* [Text block]:
The reason you can speak these words aloud - and chimpanzees can't - may be clearer, thanks to the findings of a new study.
The story starts in 2001, when scientists identified a critical gene found in all vertebrates. Dubbed FOXP2, for "forkhead box protein P2," the "transcription factor" gene's role is to turn the expression of other genes up or down, on or off - the genetic equivalent of a light dimmer.
FOXP2 was discovered during a study of a family in England, three generations of whom suffered from severe speech and language problems. When the family members were found to carry a mutant version of the same gene, it was surmised the gene was important to speech and language development. It was later discovered that the human version of FOXP2 differed by just two amino acids out of a sequence of hundreds, from FOXP2 in chimps, our closest relatives.
Now, a study by scientists at UCLA and Emory University shows human FOXP2 and chimp FOXP2 turn on and off a very different selection of genes. "We knew that the amino acids in the human version of FOXP2 were different from those in the chimp version," says Genevieve Konopka, postdoctoral fellow in neurology at the David Geffen School of Medicine at UCLA and lead author of the study, which was partly funded by NARSAD.

* [Exercise objective]:
Write the next part of the text on FOXP2 and human speech, picking up after its final sentence. The listing has no connection to the FOXP2 text.

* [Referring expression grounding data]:

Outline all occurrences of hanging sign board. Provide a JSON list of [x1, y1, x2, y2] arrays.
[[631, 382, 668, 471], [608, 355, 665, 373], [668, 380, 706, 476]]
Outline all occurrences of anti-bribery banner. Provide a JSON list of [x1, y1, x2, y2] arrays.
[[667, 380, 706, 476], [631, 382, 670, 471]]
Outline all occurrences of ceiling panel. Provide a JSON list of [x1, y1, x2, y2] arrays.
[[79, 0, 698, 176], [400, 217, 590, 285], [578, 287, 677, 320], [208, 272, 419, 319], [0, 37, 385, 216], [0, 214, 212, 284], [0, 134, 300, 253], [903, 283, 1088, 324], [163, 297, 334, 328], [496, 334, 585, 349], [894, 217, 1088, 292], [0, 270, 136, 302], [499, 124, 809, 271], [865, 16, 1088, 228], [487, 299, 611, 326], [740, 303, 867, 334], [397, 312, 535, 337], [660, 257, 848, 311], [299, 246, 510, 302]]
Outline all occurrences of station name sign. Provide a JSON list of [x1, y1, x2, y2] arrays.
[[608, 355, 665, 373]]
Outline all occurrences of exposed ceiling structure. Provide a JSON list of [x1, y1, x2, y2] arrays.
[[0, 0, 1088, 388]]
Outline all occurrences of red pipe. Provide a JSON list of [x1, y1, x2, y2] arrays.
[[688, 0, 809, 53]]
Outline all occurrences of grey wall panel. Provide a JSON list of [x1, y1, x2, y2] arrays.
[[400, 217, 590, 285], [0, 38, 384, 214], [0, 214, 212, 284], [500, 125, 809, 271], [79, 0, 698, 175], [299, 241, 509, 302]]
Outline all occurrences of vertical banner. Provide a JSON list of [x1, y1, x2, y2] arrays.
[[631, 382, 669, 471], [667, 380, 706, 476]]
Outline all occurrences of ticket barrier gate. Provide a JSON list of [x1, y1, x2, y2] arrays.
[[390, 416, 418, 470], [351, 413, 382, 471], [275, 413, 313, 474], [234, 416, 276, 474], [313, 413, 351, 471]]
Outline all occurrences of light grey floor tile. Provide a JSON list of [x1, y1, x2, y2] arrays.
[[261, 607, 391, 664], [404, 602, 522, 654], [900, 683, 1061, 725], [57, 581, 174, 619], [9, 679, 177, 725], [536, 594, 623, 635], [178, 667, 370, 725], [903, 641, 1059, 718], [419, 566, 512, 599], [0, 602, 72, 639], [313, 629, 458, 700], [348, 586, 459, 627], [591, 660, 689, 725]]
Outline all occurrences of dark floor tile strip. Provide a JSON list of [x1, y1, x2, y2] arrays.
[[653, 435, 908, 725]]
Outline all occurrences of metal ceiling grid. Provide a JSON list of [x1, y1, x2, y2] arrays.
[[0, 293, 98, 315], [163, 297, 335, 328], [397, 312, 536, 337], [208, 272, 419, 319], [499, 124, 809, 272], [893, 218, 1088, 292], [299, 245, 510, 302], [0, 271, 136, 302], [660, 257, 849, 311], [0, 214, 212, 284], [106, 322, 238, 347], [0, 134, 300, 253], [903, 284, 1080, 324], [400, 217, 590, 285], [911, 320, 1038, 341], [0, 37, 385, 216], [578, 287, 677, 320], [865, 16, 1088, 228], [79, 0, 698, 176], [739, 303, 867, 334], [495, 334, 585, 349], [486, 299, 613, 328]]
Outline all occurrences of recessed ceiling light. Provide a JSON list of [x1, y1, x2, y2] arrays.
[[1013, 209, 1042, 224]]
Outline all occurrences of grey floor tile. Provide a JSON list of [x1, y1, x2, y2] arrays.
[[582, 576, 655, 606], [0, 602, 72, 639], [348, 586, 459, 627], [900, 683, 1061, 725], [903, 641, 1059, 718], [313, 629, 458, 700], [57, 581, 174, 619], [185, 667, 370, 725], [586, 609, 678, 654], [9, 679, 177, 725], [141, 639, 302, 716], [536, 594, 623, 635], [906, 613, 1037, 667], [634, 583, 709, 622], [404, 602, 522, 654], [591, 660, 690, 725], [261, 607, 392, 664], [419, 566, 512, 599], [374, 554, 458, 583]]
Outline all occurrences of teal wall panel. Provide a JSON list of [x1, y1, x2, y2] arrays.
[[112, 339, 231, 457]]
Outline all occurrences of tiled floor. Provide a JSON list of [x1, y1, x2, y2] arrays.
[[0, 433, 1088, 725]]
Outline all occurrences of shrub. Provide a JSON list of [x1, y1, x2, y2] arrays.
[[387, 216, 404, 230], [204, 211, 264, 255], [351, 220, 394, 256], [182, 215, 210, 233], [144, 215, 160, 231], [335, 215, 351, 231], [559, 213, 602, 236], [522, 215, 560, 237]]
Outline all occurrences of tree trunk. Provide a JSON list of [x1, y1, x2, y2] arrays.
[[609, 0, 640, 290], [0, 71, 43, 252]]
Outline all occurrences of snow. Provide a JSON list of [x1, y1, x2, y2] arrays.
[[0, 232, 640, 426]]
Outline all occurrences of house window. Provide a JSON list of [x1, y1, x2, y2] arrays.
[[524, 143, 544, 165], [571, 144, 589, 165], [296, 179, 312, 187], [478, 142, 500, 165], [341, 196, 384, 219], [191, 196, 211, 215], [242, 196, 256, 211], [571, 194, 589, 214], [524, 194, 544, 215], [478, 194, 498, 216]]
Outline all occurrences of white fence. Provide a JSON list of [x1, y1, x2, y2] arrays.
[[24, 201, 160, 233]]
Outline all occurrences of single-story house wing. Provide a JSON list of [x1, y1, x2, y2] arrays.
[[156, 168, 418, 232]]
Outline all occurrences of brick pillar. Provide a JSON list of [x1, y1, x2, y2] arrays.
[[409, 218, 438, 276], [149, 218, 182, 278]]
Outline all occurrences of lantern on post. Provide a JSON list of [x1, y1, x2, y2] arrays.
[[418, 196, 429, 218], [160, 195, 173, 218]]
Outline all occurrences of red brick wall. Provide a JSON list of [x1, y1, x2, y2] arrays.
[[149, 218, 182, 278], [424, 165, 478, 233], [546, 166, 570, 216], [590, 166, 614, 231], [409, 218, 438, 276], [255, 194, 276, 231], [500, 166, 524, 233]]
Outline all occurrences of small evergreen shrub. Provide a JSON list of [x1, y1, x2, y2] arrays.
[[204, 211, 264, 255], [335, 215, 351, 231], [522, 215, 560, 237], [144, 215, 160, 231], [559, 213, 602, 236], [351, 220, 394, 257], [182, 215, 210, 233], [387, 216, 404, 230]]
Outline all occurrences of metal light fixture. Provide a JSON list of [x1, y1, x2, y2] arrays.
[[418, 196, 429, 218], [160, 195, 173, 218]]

* [Answer below]:
"We knew that the evolution in the gene happened about the time that language occurred" - roughly two hundred thousand years ago. "We wanted to test the hypothesis that the human version of FOXP2 functioned differently from the chimp version." Working with Dr. Daniel Geschwind, Gordon and Virgina MacDonald Distinguished Chair in Human Genetics, and professor of neurology and psychiatry at the UCLA School of Medicine, the team put the two strains of FOXP2 in cell cultures and studied them. If the two-amino-acid difference between human and chimp FOXP2 was really important, then changing them would show some change in function.
"Some genes were more regulated by the human FOXP2, some genes were more regulated by the chimp FOXP2," says Konopka. "It's exciting because we've now identified at least one hundred other genes that might explain why we have language and chimps don't.